STATED PROBLEM:
Retype the data below without altering anything.

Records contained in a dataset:
┌──

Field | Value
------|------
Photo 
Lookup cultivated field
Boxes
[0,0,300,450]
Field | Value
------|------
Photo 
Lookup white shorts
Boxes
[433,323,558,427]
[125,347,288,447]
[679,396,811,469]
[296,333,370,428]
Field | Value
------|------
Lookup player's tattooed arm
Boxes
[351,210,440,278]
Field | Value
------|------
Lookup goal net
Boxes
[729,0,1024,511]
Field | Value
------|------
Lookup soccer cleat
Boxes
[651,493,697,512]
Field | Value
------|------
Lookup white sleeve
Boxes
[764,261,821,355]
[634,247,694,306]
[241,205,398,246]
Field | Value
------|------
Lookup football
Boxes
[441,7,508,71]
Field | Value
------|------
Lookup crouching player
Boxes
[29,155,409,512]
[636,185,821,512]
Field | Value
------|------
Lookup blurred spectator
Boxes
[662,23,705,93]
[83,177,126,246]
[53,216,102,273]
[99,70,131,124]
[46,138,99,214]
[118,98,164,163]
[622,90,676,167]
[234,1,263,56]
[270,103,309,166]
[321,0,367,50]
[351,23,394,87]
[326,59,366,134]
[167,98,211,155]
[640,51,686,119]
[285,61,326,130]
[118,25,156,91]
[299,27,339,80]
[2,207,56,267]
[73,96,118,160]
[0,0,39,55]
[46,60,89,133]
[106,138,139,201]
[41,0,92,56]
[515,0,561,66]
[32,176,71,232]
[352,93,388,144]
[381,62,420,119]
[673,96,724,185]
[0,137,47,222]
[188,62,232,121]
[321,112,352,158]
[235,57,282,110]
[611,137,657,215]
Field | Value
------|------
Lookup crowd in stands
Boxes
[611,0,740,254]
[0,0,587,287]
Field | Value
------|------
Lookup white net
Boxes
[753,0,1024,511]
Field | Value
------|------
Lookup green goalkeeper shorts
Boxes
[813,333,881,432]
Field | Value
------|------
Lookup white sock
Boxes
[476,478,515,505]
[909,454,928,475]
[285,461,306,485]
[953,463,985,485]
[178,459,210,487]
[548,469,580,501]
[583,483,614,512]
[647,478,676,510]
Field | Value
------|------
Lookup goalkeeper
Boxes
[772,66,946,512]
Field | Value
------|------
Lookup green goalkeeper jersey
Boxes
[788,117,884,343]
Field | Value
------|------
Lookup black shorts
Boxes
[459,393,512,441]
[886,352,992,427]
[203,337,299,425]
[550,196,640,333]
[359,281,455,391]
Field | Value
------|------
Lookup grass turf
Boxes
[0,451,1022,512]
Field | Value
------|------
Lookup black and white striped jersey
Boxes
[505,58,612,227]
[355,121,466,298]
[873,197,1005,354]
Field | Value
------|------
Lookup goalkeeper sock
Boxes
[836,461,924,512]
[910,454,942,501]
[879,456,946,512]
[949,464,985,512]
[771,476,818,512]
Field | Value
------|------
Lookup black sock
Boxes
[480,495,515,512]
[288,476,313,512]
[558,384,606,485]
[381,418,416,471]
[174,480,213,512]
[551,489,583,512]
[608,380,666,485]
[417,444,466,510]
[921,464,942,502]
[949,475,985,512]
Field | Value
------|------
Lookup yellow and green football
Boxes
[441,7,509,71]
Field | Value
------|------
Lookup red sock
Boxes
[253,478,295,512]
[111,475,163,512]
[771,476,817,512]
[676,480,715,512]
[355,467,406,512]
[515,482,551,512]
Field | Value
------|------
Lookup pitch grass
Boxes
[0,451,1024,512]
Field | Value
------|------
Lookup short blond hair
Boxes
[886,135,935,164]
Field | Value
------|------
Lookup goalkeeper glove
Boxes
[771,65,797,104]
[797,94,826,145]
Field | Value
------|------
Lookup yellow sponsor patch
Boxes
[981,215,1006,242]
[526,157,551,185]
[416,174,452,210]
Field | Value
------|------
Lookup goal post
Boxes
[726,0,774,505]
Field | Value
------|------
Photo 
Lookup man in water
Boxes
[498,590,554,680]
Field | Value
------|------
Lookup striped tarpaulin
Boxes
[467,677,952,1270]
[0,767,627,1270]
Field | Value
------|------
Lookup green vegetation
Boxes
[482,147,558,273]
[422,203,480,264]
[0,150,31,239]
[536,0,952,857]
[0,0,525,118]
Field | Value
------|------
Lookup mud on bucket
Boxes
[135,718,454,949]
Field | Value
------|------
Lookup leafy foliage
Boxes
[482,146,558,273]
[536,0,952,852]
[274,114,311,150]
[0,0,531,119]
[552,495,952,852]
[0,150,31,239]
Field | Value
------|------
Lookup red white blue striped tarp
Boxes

└──

RESPONSE BELOW:
Field | Value
------|------
Photo 
Lookup cultivated field
Boxes
[0,0,300,450]
Field | Value
------|------
Photo 
Lookup white shorts
Boxes
[433,323,558,427]
[125,347,288,447]
[679,396,811,469]
[296,333,370,428]
Field | Value
------|------
Lookup player's tattooed arm
Boxes
[351,210,440,278]
Field | Value
------|------
Lookup goal net
Boxes
[729,0,1024,511]
Field | Value
------|------
Lookup soccer cleat
Boxes
[651,493,697,512]
Field | Value
------|------
Lookup white sleeve
Boxes
[764,261,821,355]
[634,247,694,306]
[241,205,398,246]
Field | Value
------|------
Lookup football
Boxes
[441,7,508,71]
Field | Value
------|------
Lookup crouching player
Boxes
[29,155,409,512]
[636,185,821,512]
Field | Value
------|------
Lookup blurred spectator
Boxes
[662,23,705,93]
[83,177,126,246]
[53,216,102,273]
[99,70,131,124]
[46,138,99,214]
[118,98,164,163]
[622,90,676,167]
[234,1,263,56]
[270,103,309,166]
[321,0,367,50]
[351,23,394,87]
[326,59,366,134]
[167,98,211,155]
[640,51,686,119]
[285,61,326,130]
[118,25,156,91]
[299,27,339,80]
[2,207,56,267]
[73,96,118,160]
[0,0,39,55]
[46,60,89,133]
[106,138,139,201]
[41,0,92,56]
[515,0,561,66]
[32,176,71,232]
[352,93,388,144]
[381,62,420,119]
[673,96,724,185]
[0,137,47,222]
[188,62,232,121]
[321,112,352,158]
[235,57,282,110]
[611,137,657,215]
Field | Value
------|------
Lookup crowd in stands
Boxes
[611,0,740,254]
[0,0,587,287]
Field | Value
------|------
Lookup white net
Boxes
[753,0,1024,511]
Field | Value
------|------
Lookup green goalkeeper shorts
Boxes
[813,333,881,432]
Field | Value
------|------
Lookup white sock
Boxes
[476,478,515,505]
[909,454,928,475]
[285,461,306,485]
[953,463,985,485]
[178,459,210,487]
[548,469,580,501]
[583,483,614,512]
[647,478,676,510]
Field | Value
------|------
Lookup goalkeeper
Boxes
[772,66,946,512]
Field | Value
------|------
Lookup green goalkeeper jersey
Boxes
[788,117,884,343]
Field | Value
------|------
Lookup black shorts
Boxes
[459,393,512,441]
[886,352,992,427]
[203,337,299,425]
[550,196,640,333]
[359,281,455,391]
Field | Value
------|------
Lookup grass turf
Boxes
[0,451,1022,512]
Field | Value
------|------
Lookup black and white striped jersey
Boxes
[505,58,612,227]
[355,121,466,298]
[873,197,1005,354]
Field | Value
------|------
Lookup goalkeeper sock
Boxes
[836,461,924,512]
[910,454,942,501]
[879,456,946,512]
[949,464,985,512]
[771,476,818,512]
Field | Value
------|------
Lookup black sock
Boxes
[480,495,515,512]
[288,476,313,512]
[558,384,606,485]
[381,418,416,471]
[174,480,213,512]
[551,489,583,512]
[608,380,666,485]
[417,444,466,510]
[921,464,942,502]
[949,475,985,512]
Field | Value
------|------
Lookup yellow and green football
Boxes
[441,7,509,71]
Field | Value
------|------
Lookup red sock
Boxes
[253,478,295,512]
[111,475,163,512]
[771,476,817,512]
[676,480,715,512]
[355,467,406,512]
[515,482,551,512]
Field | Value
------|------
Lookup pitch grass
Boxes
[0,451,1024,512]
Field | Value
------|------
Lookup short blond hair
Boxes
[886,135,935,164]
Field | Value
------|------
Lookup goalkeeper glove
Boxes
[771,65,797,104]
[797,94,826,145]
Field | Value
------|------
Lookup yellow sponsor patch
Boxes
[981,215,1006,242]
[526,157,551,185]
[416,174,452,210]
Field | Value
------|------
Lookup goal post
Boxes
[726,0,774,505]
Field | Value
------|------
Photo 
Lookup man in water
Boxes
[498,590,554,680]
Field | Value
------|------
Lookup striped tarpaulin
Boxes
[467,677,952,1270]
[0,767,627,1270]
Field | Value
------|------
Lookup green vegetation
Boxes
[482,147,558,273]
[422,203,480,264]
[0,150,31,239]
[536,0,952,857]
[0,0,525,118]
Field | Value
------|------
Lookup mud on bucket
Boxes
[135,718,454,949]
Field | Value
------|------
Lookup leafy foliage
Boxes
[482,146,558,273]
[536,0,952,852]
[274,114,311,150]
[0,0,531,119]
[552,495,952,852]
[0,150,31,239]
Field | Value
------|------
Lookup red white blue striped tarp
Boxes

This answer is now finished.